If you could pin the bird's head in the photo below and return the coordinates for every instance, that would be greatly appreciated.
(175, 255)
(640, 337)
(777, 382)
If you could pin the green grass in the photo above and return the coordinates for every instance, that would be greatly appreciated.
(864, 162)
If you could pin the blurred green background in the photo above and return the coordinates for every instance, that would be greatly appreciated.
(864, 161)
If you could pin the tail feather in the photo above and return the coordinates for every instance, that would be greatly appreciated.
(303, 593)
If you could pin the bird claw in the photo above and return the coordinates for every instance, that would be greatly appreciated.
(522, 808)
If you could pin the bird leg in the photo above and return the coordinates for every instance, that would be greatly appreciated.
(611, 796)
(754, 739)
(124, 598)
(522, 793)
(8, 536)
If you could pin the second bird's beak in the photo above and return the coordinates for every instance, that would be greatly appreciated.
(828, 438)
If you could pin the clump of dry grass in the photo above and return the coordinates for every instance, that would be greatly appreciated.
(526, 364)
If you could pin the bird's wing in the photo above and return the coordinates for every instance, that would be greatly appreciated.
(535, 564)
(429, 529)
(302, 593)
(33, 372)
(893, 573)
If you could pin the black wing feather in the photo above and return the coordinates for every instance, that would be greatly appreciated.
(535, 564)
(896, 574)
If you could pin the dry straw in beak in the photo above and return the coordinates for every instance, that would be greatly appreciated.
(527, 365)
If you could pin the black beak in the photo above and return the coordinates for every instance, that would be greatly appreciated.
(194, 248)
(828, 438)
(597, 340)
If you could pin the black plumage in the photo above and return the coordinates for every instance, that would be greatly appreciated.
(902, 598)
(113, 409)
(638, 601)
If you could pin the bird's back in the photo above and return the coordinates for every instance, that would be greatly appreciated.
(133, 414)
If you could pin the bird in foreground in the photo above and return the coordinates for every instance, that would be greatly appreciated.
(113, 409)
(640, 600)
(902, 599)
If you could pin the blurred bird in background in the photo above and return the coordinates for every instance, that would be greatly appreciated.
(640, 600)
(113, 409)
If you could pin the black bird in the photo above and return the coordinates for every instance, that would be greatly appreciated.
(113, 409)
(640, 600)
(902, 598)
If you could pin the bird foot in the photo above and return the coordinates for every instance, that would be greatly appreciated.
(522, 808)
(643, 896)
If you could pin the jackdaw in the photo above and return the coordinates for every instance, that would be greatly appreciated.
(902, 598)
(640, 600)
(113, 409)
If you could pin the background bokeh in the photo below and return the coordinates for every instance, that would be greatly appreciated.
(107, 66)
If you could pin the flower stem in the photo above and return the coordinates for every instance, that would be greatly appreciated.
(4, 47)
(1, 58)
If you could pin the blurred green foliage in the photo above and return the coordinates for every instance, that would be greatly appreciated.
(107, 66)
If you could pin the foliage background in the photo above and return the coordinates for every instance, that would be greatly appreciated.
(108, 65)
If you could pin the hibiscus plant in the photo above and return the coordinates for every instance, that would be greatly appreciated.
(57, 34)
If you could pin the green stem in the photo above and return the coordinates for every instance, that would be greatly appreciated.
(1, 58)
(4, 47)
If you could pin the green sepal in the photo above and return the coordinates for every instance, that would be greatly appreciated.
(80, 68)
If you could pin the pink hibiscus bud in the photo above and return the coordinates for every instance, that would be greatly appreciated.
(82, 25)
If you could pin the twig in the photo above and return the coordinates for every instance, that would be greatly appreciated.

+---+

__Task goal__: An exact restatement of all the entries above is needed.

__Finished task__:
If you could pin the bird's head in the photo below and return the coordinates for every instance, that would be greatly appreciated.
(175, 255)
(640, 337)
(777, 382)
If you could pin the green grass in the photo above and return the coordinates for every instance, that would be greatly appreciated.
(864, 162)
If you could pin the blurred green background in the photo above and return the coordinates for every instance, that would be greatly appreciated.
(864, 161)
If you could pin the tail feather in the photo above and return the coordinates for every instance, that would be greatly appreciated.
(303, 593)
If you could pin the bird claw in the photo above and return the coordinates for every instance, that would be greatly appreciated.
(522, 808)
If you could pin the bird leg in the photo above and return the coordinates for every instance, that would be greatly appreciated.
(611, 796)
(754, 739)
(124, 598)
(522, 793)
(8, 536)
If you could pin the second bird's beak in the photo above and return the coordinates for every instance, that would be greatly appreciated.
(828, 438)
If you could pin the clump of dry grass in the photo above and return the coordinates for every instance, that would be greatly appreciated.
(526, 364)
If you could pin the bird's wing in the photo above and return the coordinates for every instance, that would be greatly appreciated.
(535, 564)
(429, 529)
(302, 593)
(33, 372)
(893, 573)
If you could pin the black wing feather in the photo above and return the coordinates for every instance, that would be greatly appreciated.
(535, 564)
(896, 574)
If you could pin the dry straw in beak in the photo above and return the coordinates for every instance, that would be greatly appreciated.
(527, 365)
If you could pin the black beak in the photo above and return the coordinates for every instance, that would be greatly appreciated.
(194, 248)
(828, 438)
(597, 340)
If you could pin the black plumage in the photo above and return the coordinates for every instance, that would be greatly appreciated.
(902, 598)
(113, 409)
(638, 601)
If you could pin the bird's back in the photo above and return the coordinates for every instance, that would be greatly appreciated.
(133, 414)
If you could pin the bird in foreground in the photo above and return the coordinates for every instance, that would be greatly appreciated.
(113, 409)
(640, 600)
(902, 599)
If you could pin the blurred bird in background in the photo above and return the coordinates for every instance, that would be greatly appreciated.
(640, 600)
(113, 409)
If you could pin the black bird in the photo above and return the coordinates for every instance, that would be greatly appreciated.
(113, 409)
(640, 600)
(902, 598)
If you could pin the bird foot in the photo above and return the coordinates for every instance, that would be greatly appreciated.
(522, 808)
(643, 896)
If you could pin the jackdaw in the photo above and return the coordinates for every instance, that would be greatly appreciated.
(902, 598)
(640, 600)
(113, 409)
If you could pin the background bokeh in the photo below and return the coordinates for every instance, that would be greatly appreciated.
(107, 66)
If you could pin the flower stem in the photo above and return the coordinates for every instance, that would be greatly appreciated.
(4, 47)
(1, 58)
If you could pin the blurred green foliage in the photo above and return the coordinates for every instance, that would be greatly appreciated.
(107, 66)
If you could pin the foliage background in the photo above and return the coordinates for every instance, that would be greatly appreciated.
(108, 65)
If you could pin the hibiscus plant in the photo above and return the coordinates for every instance, that would be greatly appreciated.
(57, 34)
If you could pin the green stem in the photo above and return the coordinates for every instance, that would be greatly appreciated.
(1, 58)
(4, 47)
If you could pin the green sepal in the photo above and return the coordinates for every instance, that would be greatly appreciated.
(80, 68)
If you could pin the pink hibiscus bud in the photo above and return the coordinates for every instance, that would be greatly appreciated.
(82, 25)
If you could pin the twig in the photo above and return the coordinates for every instance, that would be greatly appreciated.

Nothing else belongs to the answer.